[Records to process — start]
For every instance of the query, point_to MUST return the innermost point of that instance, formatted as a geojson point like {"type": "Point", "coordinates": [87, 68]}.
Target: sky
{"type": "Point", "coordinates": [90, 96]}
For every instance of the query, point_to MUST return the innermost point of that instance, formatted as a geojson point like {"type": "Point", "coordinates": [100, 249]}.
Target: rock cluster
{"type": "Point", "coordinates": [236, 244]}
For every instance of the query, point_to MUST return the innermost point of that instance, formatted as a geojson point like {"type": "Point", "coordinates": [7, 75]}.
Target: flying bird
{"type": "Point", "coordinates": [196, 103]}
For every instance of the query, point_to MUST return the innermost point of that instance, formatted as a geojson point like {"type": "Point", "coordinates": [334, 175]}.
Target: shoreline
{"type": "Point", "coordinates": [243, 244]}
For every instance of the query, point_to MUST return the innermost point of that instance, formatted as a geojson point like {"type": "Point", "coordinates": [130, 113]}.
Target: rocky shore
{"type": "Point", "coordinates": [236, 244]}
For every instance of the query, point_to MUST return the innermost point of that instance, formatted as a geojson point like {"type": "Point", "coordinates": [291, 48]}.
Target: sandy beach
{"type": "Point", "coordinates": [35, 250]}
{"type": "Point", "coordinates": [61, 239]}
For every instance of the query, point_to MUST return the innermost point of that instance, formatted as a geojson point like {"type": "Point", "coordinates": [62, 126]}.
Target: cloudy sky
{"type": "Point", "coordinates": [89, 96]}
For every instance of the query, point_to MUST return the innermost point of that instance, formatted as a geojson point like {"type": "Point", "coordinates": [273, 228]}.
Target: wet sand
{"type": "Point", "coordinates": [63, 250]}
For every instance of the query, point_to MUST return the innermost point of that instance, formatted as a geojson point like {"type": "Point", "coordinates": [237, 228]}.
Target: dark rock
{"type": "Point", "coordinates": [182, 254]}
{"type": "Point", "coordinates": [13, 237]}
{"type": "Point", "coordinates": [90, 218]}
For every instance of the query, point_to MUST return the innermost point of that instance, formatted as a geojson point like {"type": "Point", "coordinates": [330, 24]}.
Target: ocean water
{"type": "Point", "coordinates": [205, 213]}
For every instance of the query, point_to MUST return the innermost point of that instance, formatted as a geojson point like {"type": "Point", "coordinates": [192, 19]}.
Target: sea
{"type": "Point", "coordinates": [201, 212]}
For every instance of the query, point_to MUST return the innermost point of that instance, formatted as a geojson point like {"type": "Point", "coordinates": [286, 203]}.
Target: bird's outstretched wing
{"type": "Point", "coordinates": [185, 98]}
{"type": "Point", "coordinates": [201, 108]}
[Records to process — finish]
[Records to process — start]
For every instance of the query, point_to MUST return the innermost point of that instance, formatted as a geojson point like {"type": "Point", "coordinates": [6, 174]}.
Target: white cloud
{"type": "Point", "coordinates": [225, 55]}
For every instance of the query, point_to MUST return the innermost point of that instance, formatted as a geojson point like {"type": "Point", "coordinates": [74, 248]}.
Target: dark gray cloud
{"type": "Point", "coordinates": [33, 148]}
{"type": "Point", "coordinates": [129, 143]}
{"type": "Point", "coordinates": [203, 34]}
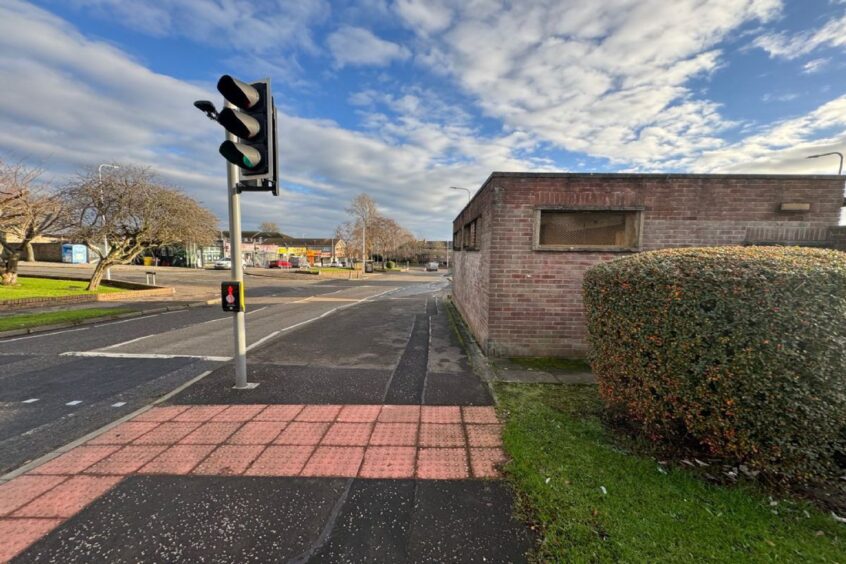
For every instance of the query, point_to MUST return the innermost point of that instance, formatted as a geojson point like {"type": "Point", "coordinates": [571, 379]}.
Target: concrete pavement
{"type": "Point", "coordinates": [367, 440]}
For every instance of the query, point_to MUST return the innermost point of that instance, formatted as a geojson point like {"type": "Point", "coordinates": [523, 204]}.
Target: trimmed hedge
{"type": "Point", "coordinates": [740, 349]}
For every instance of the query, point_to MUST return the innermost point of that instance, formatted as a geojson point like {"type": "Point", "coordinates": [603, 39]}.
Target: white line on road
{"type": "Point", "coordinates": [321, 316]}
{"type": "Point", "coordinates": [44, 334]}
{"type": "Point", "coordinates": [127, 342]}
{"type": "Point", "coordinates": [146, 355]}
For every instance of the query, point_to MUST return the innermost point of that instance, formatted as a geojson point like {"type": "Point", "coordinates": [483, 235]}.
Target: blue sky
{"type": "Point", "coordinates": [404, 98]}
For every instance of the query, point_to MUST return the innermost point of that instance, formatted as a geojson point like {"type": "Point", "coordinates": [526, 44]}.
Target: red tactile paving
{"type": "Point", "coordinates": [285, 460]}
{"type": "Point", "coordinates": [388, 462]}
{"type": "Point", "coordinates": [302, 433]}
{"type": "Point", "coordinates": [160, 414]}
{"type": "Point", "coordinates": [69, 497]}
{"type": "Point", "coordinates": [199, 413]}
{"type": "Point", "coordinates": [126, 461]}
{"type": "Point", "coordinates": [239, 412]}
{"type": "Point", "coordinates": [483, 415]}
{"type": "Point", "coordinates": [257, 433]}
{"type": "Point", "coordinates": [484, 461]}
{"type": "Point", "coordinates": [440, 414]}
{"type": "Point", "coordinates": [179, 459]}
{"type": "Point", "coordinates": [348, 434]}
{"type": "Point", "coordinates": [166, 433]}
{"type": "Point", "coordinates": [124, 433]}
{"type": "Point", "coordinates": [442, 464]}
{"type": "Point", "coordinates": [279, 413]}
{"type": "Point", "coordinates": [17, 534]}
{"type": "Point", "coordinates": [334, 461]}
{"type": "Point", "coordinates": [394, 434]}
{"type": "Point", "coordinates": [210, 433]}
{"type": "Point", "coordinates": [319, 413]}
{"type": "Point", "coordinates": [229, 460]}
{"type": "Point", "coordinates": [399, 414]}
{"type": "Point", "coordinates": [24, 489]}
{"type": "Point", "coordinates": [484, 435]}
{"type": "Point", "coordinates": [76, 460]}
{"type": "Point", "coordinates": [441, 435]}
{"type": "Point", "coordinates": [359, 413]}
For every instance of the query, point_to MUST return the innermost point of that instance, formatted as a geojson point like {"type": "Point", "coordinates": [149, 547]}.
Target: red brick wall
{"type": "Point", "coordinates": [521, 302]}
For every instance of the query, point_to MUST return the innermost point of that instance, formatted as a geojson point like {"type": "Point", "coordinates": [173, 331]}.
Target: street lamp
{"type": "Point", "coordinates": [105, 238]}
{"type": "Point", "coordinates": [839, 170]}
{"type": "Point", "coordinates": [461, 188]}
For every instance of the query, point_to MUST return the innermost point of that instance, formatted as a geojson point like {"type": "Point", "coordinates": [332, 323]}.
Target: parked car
[Records to process — finish]
[Records to process — start]
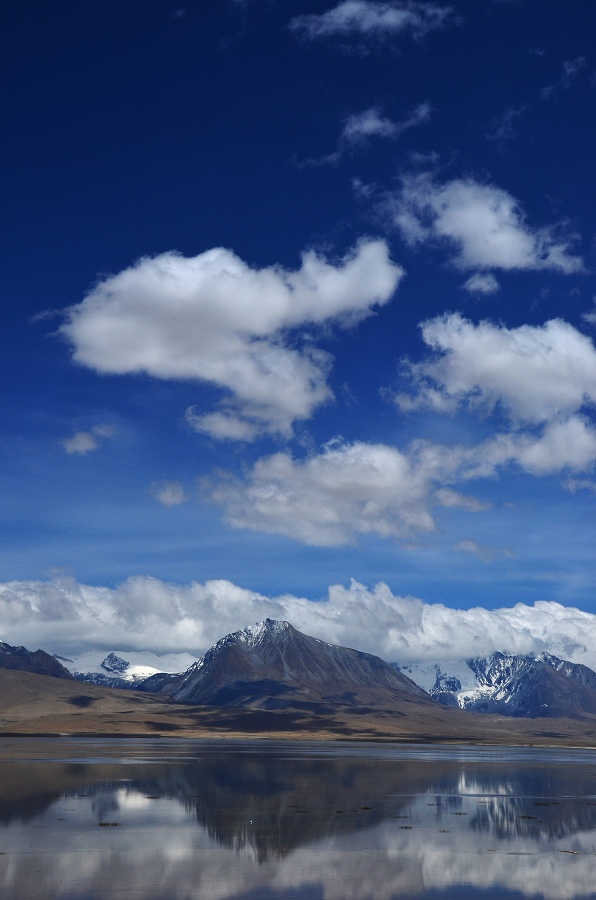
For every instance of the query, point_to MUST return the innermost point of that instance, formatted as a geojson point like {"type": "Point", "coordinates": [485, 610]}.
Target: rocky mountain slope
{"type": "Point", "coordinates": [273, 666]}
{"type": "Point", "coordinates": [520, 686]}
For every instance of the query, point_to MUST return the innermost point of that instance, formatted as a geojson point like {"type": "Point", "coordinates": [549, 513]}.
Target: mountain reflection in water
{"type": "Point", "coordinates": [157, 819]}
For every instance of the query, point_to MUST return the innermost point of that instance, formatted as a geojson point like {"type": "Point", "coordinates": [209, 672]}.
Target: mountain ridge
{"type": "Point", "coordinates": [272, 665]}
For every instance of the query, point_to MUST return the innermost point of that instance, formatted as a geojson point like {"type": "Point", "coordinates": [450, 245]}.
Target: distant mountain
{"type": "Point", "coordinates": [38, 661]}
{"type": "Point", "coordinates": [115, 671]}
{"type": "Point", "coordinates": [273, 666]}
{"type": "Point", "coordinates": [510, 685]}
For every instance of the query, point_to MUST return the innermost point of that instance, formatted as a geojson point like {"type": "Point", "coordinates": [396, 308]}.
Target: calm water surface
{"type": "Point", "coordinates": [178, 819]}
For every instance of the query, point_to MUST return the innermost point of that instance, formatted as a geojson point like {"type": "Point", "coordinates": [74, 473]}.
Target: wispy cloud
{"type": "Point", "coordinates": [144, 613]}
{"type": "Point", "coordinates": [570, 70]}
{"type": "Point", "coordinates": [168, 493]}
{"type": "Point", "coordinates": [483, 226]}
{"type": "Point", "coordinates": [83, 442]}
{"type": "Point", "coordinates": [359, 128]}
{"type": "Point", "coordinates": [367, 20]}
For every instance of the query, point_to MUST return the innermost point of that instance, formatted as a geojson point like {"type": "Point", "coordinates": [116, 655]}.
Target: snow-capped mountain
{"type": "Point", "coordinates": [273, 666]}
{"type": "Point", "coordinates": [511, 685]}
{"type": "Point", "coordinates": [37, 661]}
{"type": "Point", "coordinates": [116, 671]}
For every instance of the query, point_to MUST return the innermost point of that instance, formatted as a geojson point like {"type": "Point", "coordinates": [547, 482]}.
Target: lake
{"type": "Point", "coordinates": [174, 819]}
[Records to process — finish]
> What is required
The lines to extract from the data above begin with the line containing "Target: red brick wall" and end with the line containing "Target: parked car". Extract them exactly, including both.

> Response to the exercise
Target: red brick wall
{"type": "Point", "coordinates": [521, 302]}
For every instance of the query, point_to MUST return the innermost point of that instance, formatted as a geojson point like {"type": "Point", "coordinates": [173, 331]}.
Target: street lamp
{"type": "Point", "coordinates": [105, 238]}
{"type": "Point", "coordinates": [839, 170]}
{"type": "Point", "coordinates": [461, 188]}
For every instance of the query, point_to MUST return the innermost point of that instance, formatted as a geojson point like {"type": "Point", "coordinates": [332, 323]}.
Target: parked car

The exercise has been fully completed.